> _STUDY TEXT_
-.-.-

A comprehensive evaluation framework for benchmarking multi-objective feature selection in omics-based biomarker discovery

Luca Cattelani; Arindam Ghosh; Teemu Rintala; Vittorio Fortino

doi:10.1109/TCBB.2024.3480150

A comprehensive evaluation framework for benchmarking multi-objective feature selection in omics-based biomarker discovery

IEEE/ACM Trans Comput Biol Bioinform. 2024 Oct 14:PP. doi: 10.1109/TCBB.2024.3480150. Online ahead of print.

Authors

Luca Cattelani, Arindam Ghosh, Teemu Rintala, Vittorio Fortino

PMID: 39401114
DOI: 10.1109/TCBB.2024.3480150

Abstract

Machine learning algorithms have been extensively used for accurate classification of cancer subtypes driven by gene expression-based biomarkers. However, biomarker models combining multiple gene expression signatures are often not reproducible in external validation datasets and their feature set size is often not optimized, jeopardizing their translatability into cost-effective clinical tools. We investigated how to solve the multi-objective problem of finding the best trade-offs between classification performance and set size applying seven algorithms for machine learning-driven feature subset selection and analyse how they perform in a benchmark with eight large-scale transcriptome datasets of cancer, covering both training and external validation sets. The benchmark includes evaluation metrics assessing the performance of the individual biomarkers and the solution sets, according to their accuracy, diversity, and stability of the composing genes. Moreover, a new evaluation metric for cross-validation studies is proposed that generalizes the hypervolume, which is commonly used to assess the performance of multi-objective optimization algorithms. Biomarkers exhibiting 0.8 of balanced accuracy on the external dataset for breast, kidney and ovarian cancer using respectively 4, 2 and 7 features, were obtained. Genetic algorithms often provided better performance than other considered algorithms, and the recently proposed NSGA2-CH and NSGA2-CHS were the best performing methods in most cases.

-.-.-

Dataset entries:
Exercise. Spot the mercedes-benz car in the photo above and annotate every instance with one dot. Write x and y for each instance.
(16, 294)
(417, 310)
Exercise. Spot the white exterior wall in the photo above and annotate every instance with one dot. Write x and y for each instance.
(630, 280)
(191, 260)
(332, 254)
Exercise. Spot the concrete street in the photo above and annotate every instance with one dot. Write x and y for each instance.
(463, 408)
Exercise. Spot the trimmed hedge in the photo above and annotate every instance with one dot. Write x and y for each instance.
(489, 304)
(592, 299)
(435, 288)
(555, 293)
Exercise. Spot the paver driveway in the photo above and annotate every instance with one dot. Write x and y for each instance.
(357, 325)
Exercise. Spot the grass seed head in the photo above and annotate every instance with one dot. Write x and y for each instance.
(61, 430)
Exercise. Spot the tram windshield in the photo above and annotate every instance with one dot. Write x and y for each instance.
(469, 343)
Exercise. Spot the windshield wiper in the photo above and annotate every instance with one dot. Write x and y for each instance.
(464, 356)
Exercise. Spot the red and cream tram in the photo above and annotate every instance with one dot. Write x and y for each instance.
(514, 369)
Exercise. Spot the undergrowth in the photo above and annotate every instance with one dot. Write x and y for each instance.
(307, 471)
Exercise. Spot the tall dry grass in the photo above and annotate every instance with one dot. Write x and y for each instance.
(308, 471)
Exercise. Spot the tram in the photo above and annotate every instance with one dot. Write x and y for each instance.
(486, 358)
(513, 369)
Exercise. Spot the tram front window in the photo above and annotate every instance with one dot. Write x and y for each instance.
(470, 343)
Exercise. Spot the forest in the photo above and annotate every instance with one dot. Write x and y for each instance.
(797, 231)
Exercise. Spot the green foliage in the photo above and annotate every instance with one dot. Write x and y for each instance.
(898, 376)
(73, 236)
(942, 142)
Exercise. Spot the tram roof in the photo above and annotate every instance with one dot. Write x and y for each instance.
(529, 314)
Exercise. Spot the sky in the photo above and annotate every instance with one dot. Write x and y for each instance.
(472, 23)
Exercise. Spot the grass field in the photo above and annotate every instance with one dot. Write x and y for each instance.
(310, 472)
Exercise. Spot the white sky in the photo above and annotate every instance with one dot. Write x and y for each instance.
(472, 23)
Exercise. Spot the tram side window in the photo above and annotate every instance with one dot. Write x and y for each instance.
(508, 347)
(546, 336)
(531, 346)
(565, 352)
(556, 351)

-.-.-

> _EXERCISE DESCRIPTION_
Could you retype the passage of the feature-selection benchmark abstract word for word, starting at "Luca Cattelani; Arindam" and ending at "ahead of print."?

> _ANSWER TO THIS PROBLEM_
Luca Cattelani; Arindam Ghosh; Teemu Rintala; Vittorio Fortino

doi:10.1109/TCBB.2024.3480150

A comprehensive evaluation framework for benchmarking multi-objective feature selection in omics-based biomarker discovery

IEEE/ACM Trans Comput Biol Bioinform. 2024 Oct 14:PP. doi: 10.1109/TCBB.2024.3480150. Online ahead of print.